[Extracted records]

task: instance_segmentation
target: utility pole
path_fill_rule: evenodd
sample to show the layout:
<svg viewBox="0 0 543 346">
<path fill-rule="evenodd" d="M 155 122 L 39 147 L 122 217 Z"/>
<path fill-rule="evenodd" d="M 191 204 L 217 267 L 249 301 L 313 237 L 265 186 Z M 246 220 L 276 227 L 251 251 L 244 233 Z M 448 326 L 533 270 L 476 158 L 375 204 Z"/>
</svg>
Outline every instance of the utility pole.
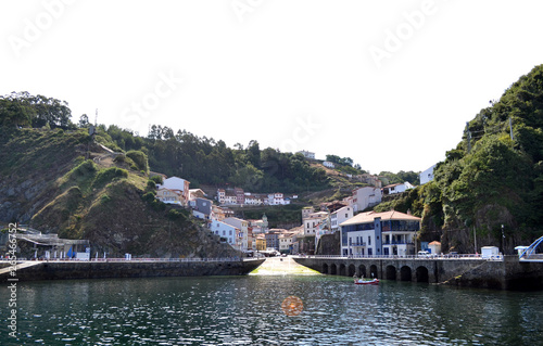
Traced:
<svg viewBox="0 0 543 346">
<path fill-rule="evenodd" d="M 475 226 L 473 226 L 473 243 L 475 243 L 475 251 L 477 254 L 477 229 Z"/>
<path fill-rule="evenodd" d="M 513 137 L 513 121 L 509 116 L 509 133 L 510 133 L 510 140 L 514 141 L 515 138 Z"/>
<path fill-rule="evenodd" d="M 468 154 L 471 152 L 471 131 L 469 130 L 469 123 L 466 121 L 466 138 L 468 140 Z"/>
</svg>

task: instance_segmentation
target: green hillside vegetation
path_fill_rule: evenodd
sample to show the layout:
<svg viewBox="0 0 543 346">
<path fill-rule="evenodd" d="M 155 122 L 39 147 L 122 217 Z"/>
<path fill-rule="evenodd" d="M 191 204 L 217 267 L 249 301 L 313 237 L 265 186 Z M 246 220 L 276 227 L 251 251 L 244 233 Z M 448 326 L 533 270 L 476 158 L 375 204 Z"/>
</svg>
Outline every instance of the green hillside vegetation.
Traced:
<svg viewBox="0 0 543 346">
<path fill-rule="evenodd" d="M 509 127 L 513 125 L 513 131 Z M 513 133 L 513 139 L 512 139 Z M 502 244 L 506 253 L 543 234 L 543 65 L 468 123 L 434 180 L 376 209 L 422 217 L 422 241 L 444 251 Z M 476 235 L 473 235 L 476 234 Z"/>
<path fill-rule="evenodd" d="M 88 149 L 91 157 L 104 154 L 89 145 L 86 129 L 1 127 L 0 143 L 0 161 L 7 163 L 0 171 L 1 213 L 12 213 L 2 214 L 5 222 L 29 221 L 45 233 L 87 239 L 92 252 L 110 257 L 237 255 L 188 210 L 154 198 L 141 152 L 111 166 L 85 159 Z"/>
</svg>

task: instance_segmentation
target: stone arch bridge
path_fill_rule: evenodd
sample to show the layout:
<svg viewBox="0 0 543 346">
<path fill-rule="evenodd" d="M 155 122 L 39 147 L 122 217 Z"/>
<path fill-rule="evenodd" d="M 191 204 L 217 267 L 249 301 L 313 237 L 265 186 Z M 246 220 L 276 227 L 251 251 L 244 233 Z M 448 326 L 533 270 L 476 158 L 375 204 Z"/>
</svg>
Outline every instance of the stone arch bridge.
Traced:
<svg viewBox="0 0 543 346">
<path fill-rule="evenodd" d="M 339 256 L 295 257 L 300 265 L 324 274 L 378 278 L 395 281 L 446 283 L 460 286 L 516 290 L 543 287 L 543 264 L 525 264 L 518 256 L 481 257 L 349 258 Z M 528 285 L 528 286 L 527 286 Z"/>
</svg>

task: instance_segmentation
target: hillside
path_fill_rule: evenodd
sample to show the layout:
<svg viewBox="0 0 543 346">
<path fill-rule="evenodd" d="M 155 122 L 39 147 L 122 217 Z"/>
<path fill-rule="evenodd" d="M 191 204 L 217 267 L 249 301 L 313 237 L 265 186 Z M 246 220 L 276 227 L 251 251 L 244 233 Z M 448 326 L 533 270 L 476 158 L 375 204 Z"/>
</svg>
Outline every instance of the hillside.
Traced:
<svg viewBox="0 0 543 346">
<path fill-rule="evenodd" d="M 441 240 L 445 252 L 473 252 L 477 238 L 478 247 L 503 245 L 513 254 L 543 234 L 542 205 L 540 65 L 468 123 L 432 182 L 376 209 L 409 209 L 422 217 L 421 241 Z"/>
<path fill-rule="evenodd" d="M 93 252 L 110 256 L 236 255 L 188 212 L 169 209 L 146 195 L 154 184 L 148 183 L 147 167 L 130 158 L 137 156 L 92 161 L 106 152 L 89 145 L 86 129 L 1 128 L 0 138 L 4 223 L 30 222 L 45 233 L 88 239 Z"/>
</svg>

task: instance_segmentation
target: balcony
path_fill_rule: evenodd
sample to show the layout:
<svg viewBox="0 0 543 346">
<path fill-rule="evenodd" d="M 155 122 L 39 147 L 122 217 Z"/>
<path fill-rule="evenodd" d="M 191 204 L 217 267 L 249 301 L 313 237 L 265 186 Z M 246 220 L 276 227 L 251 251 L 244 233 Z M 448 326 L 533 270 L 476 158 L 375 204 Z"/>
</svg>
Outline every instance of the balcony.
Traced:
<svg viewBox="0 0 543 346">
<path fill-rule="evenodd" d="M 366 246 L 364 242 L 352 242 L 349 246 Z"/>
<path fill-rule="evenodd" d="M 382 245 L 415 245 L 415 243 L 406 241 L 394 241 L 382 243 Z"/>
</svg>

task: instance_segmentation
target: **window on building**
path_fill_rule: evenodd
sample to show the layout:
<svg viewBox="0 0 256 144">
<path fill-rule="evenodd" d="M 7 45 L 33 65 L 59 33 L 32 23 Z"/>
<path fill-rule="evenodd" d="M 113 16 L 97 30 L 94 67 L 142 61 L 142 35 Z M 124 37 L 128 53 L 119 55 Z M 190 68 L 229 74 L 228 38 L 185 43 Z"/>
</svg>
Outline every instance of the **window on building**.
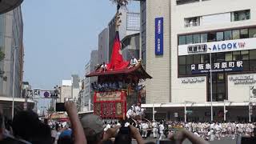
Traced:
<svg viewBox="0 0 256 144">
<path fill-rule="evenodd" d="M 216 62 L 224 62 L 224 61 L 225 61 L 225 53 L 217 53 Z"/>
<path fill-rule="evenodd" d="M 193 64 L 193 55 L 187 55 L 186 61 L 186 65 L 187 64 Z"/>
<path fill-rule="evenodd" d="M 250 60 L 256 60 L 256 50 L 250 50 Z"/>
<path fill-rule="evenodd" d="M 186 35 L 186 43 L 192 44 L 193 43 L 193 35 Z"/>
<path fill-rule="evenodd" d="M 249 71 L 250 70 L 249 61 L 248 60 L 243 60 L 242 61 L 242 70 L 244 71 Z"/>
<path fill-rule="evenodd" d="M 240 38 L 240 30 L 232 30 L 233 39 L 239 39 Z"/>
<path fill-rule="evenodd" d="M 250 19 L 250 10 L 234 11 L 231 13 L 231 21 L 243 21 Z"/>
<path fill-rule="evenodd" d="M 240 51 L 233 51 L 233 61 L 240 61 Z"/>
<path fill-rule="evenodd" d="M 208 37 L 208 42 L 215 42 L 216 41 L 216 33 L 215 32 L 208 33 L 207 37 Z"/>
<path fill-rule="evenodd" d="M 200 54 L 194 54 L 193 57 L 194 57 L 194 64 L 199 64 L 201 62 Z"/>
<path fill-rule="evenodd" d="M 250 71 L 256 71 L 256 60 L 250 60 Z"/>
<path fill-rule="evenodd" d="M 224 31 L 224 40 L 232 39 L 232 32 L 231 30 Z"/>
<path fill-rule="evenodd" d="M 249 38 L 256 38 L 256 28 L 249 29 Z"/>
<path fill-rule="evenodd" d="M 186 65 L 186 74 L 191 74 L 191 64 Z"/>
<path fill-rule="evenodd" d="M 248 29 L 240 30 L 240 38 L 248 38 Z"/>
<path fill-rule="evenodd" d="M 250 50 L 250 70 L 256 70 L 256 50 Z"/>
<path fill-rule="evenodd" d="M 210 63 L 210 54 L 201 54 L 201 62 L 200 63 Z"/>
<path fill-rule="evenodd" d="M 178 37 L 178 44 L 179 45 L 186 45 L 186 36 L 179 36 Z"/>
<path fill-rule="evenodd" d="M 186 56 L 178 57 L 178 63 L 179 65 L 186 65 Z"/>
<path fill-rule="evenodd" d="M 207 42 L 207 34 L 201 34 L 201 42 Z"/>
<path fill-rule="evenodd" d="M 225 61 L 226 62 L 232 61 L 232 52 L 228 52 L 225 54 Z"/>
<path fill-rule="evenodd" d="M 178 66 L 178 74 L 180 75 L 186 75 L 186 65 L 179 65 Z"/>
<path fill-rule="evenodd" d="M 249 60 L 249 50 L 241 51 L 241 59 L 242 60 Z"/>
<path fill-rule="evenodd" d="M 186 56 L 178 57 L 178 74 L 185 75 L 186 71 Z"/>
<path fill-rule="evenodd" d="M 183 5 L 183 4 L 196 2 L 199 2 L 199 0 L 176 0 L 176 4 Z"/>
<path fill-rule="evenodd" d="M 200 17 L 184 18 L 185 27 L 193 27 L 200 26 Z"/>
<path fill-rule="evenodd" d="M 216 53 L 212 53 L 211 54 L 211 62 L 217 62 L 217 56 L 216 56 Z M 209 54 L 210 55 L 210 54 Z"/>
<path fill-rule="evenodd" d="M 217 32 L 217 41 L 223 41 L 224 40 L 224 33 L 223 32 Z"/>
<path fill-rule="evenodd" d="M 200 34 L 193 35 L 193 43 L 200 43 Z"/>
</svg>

--

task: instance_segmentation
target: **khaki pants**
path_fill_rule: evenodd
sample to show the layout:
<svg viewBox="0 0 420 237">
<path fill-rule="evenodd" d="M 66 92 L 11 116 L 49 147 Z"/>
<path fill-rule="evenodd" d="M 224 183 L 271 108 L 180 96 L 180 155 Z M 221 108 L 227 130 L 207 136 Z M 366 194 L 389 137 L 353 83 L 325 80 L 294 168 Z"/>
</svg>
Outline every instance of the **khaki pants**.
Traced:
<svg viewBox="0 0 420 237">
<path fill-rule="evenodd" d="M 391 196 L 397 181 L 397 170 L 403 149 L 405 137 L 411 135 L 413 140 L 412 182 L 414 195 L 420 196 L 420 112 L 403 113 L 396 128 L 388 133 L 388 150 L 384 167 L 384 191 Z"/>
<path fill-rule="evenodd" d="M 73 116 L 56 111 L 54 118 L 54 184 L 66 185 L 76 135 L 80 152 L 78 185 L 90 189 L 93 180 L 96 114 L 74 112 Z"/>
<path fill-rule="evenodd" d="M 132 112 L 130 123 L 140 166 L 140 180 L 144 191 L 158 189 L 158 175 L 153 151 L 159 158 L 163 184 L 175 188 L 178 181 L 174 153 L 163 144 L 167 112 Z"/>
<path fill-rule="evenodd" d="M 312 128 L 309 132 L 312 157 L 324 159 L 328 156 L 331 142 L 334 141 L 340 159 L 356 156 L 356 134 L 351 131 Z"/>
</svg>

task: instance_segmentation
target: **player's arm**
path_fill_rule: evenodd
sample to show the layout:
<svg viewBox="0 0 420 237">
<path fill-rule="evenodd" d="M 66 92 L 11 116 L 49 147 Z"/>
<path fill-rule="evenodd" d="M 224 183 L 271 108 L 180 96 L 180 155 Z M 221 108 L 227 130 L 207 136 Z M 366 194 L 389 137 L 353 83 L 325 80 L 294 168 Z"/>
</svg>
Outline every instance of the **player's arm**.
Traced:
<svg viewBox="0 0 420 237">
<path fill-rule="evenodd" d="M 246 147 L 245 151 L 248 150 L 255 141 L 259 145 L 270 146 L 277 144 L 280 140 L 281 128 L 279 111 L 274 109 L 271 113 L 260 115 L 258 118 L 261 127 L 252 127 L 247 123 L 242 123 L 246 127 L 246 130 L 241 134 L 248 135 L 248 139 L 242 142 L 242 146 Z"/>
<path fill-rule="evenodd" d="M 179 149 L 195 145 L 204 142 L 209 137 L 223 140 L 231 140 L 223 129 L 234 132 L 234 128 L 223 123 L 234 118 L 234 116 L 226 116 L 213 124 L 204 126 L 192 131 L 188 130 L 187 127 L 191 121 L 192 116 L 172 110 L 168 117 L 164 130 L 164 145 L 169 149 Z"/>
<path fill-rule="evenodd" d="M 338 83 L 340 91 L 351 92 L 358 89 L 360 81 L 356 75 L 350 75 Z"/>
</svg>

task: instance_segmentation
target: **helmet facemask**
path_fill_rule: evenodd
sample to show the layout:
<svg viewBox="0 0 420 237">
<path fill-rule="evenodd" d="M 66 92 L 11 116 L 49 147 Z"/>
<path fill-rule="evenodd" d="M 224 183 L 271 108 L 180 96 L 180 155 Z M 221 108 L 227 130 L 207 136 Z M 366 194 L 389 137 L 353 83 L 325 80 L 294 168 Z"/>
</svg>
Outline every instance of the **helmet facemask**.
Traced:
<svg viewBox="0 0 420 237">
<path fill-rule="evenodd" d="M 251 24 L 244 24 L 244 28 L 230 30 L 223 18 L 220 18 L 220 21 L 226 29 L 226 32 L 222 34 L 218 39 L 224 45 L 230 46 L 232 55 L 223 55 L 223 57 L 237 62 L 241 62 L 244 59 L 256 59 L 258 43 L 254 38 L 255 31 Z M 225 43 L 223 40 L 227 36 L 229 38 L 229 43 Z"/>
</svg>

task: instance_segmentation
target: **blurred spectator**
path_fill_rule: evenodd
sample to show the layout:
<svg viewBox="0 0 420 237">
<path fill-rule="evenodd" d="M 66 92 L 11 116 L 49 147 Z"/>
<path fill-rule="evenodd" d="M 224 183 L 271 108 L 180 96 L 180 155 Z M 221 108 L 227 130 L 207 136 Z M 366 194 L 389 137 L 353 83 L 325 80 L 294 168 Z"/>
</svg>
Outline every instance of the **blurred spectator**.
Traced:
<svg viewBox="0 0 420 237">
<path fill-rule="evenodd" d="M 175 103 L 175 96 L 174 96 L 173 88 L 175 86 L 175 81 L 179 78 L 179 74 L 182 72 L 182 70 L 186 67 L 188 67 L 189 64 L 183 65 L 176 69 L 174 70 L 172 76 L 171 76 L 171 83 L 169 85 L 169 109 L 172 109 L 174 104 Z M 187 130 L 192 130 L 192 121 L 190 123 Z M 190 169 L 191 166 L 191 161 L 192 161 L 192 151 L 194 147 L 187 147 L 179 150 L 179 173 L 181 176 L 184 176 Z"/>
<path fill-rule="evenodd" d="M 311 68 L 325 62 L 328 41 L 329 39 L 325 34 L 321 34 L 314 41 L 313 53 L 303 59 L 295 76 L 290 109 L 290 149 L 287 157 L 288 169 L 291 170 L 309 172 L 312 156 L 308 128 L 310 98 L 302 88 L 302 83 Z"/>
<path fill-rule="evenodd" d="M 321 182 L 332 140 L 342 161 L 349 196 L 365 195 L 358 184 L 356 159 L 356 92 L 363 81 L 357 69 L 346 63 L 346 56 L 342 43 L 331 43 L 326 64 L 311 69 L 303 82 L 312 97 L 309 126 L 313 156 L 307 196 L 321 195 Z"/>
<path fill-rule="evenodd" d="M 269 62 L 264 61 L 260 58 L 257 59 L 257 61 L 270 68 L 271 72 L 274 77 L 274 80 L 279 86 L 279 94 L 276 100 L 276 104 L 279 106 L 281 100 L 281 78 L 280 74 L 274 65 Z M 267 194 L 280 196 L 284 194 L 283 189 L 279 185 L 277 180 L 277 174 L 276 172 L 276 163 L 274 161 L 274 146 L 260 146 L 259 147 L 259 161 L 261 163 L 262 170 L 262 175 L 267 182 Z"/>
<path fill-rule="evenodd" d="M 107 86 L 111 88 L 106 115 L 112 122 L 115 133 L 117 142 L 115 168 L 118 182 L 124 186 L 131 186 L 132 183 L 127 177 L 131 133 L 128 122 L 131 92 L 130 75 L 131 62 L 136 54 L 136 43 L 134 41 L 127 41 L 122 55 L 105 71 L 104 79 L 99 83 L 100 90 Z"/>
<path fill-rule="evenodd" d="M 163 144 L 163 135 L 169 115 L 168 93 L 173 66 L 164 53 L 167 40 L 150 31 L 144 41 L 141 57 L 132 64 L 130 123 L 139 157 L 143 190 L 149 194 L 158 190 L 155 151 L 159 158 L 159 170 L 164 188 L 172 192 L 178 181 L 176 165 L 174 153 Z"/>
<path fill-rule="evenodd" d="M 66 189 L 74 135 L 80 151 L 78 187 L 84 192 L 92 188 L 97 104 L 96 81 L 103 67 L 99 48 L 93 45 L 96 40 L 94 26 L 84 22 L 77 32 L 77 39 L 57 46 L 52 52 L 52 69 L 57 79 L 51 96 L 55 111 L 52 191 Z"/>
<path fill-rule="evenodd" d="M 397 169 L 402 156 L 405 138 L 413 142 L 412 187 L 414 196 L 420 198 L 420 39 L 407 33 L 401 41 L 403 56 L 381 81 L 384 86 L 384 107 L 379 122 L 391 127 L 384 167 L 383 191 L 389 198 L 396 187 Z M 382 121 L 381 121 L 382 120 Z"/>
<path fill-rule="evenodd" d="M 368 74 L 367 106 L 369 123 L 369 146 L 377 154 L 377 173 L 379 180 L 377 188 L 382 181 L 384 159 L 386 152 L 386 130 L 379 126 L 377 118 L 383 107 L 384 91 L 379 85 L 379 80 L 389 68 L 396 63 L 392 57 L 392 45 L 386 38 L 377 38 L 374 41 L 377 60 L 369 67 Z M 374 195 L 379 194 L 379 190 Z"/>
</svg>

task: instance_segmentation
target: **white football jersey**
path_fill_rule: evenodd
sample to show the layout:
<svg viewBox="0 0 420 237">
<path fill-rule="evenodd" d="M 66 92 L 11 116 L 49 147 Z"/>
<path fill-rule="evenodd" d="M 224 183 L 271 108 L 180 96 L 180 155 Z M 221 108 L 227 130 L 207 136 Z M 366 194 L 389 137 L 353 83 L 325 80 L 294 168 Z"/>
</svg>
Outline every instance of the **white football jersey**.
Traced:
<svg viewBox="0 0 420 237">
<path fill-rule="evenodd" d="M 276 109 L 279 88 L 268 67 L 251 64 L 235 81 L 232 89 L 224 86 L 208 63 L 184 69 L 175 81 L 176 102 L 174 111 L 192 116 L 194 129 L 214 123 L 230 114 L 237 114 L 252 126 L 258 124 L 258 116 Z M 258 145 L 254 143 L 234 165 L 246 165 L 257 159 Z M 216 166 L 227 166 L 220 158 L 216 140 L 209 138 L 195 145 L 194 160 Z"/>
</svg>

PROBLEM >> Pick out and copy each line in the items above that contains the string "hillside".

FULL SOLUTION >>
target: green hillside vegetation
Outline every instance of the green hillside vegetation.
target: hillside
Outline every instance of the hillside.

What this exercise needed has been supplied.